**About this task**
When you write out the entries, keep every line exactly as it appears.

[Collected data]

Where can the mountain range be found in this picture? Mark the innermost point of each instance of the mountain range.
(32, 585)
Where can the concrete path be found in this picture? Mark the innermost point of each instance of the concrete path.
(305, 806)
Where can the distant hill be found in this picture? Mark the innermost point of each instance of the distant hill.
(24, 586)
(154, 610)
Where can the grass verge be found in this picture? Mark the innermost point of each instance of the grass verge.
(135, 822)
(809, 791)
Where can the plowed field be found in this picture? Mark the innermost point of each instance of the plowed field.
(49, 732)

**Solution for this problem**
Where can the mountain range be found in this picture? Mark the innermost point of each instance of the mountain range.
(32, 585)
Where can the concrete path be found in this picture? Mark the innermost point of each instance of the concrete path.
(305, 806)
Where can the distant hill be found in this picture? Mark the innermost point of each instance of the distant hill.
(24, 586)
(154, 610)
Where can the grass verge be found in this picture? Mark the innermost point of each instance of the grass verge.
(135, 822)
(809, 791)
Where can the plowed field be found in this picture? Mark the innermost point of each instance of the plowed field.
(49, 732)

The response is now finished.